Pointing and labeling entries
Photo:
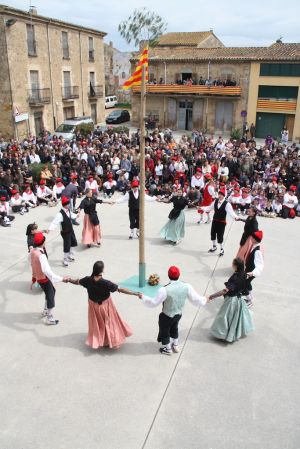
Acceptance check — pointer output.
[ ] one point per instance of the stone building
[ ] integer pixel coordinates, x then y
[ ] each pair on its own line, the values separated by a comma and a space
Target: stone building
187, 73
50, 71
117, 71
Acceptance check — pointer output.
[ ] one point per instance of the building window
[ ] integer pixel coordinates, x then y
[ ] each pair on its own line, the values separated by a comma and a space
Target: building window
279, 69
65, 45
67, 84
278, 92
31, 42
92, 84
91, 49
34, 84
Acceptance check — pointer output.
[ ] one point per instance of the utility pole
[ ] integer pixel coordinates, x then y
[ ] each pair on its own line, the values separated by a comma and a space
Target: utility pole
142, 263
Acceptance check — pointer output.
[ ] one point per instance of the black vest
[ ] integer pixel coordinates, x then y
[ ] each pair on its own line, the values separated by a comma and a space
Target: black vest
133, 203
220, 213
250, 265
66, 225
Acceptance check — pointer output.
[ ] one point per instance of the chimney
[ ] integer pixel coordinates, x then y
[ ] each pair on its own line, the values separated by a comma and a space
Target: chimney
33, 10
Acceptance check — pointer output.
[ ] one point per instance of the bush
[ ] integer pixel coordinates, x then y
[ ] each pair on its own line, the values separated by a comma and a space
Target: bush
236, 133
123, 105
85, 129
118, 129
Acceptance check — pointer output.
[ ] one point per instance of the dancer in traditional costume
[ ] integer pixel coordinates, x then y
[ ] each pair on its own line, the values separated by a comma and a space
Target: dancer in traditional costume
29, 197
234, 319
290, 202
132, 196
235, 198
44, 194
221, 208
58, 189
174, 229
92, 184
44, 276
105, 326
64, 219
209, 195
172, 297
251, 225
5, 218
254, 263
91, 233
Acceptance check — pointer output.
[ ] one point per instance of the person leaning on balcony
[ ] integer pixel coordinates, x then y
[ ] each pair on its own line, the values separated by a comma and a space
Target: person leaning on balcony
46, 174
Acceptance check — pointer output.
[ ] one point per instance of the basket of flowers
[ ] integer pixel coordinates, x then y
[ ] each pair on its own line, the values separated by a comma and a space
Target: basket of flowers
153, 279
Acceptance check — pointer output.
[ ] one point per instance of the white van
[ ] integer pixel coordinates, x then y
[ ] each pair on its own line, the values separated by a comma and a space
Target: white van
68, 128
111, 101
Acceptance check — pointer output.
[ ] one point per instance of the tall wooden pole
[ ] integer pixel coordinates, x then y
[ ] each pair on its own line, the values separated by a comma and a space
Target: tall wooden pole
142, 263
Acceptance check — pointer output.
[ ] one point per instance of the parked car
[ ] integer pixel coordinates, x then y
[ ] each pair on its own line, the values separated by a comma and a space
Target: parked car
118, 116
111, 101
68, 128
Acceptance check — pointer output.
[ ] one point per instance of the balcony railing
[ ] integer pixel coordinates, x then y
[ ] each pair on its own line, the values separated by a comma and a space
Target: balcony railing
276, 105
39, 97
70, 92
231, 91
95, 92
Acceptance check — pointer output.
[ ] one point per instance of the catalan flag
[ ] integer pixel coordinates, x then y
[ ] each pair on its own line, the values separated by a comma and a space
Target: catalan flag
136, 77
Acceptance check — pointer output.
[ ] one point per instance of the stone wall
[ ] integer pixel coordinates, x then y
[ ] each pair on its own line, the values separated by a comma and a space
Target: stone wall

» **Given instruction**:
Print each entry shown above with exact wording and no pictures.

» **Exercise result**:
Photo:
Acceptance check — pointer output.
[ ] one point per instance of the stone building
[ ] integer pixel coordinates, x then y
[ ] each pair on its own line, the values separated by a comma and a space
Target: stone building
187, 73
50, 71
117, 71
Acceptance check — pointer output.
[ ] one point per instance of the building window
[ ] integer pixel coordinates, x then y
[ ] each pair on its own line, the values separated by a comma and a space
Target: building window
279, 69
65, 45
67, 84
278, 92
31, 42
92, 84
91, 49
34, 84
Acceptance check — pointer output.
[ ] one point per instance of the utility pole
[ ] integer pixel coordinates, x then y
[ ] each pair on its own line, the values separated by a comma and a space
Target: utility pole
142, 263
Acceptance check — pointer output.
[ ] one point per instance of the black vest
[ ] integer pixel coordinates, x then y
[ ] each pair on its own line, the values separated by a comma and a space
Target: black vest
133, 203
220, 213
250, 265
66, 225
Acceptance check — pointer output.
[ ] one point per instance of the chimney
[ ] integer pixel coordinates, x then y
[ ] each pair on its own line, the values separated by a comma and a space
Target: chimney
33, 10
Acceptance check — pointer output.
[ ] one point per instance of the bush
[ ] integer pixel coordinates, x then y
[ ] each pair on its own line, the values separated by a comma and a space
Target: bush
236, 133
123, 105
85, 129
118, 129
Acceptance check — pointer output.
[ ] one point per instance of the dancer in traditional costume
[ ] integer pixel coordinates, x then y
[ ] each pair on its own line, the values separated by a comma and a space
Target: dancer in traditional costume
29, 197
234, 319
290, 202
132, 196
235, 198
44, 194
221, 208
58, 189
174, 229
92, 184
44, 276
105, 326
64, 219
209, 195
172, 297
251, 225
5, 218
254, 263
91, 233
Acceptance check — pointer output.
[ ] one point per instance of the person leaning on balcony
[ ] integer pixel coordinates, x then y
[ ] each pair on its own line, the values separated by a comma and a space
Target: person leaning on balcony
46, 174
Acceptance check — pointer output.
[ ] one point per instance of the basket of flowers
[ ] integer pixel coordinates, x then y
[ ] each pair on its own line, the values separated by a comma and a space
Target: basket of flowers
153, 279
Acceptance check — pointer output.
[ ] one point per instance of the white van
[ ] integer pixel coordinates, x then y
[ ] each pair on its own line, the values separated by a comma and a space
Target: white van
68, 128
111, 101
Acceptance check — pointer output.
[ ] one point per instance of the tall wooden pole
[ ] integer pixel coordinates, x then y
[ ] each pair on its own line, the values separated by a comma and a space
Target: tall wooden pole
142, 263
Acceptance check — pointer output.
[ ] one point per instance of the parked car
[ ] integer pixel coordinates, x then y
[ ] each pair on its own line, the values separated by a comma and a space
Target: parked car
118, 116
111, 101
68, 128
Acceptance check — pointer output.
[ ] one point per instance of the balcony railing
[ ] integer pixel coordinates, x then y
[ ] each pair on its own line, the values separated by a comma and a space
Target: balcony railing
276, 105
39, 97
70, 92
231, 91
95, 92
Acceptance check — pointer output.
[ ] one point per instance of the catalan flag
[ ] integer pixel coordinates, x then y
[ ] each pair on its own line, the values separated by a comma and a space
Target: catalan flag
136, 77
Acceptance check — pointer output.
[ ] one point per instance of the stone wall
[ ] integer pixel coordinates, x then y
[ ] each pair on its own line, the values separated by a comma and a space
Target: stone wall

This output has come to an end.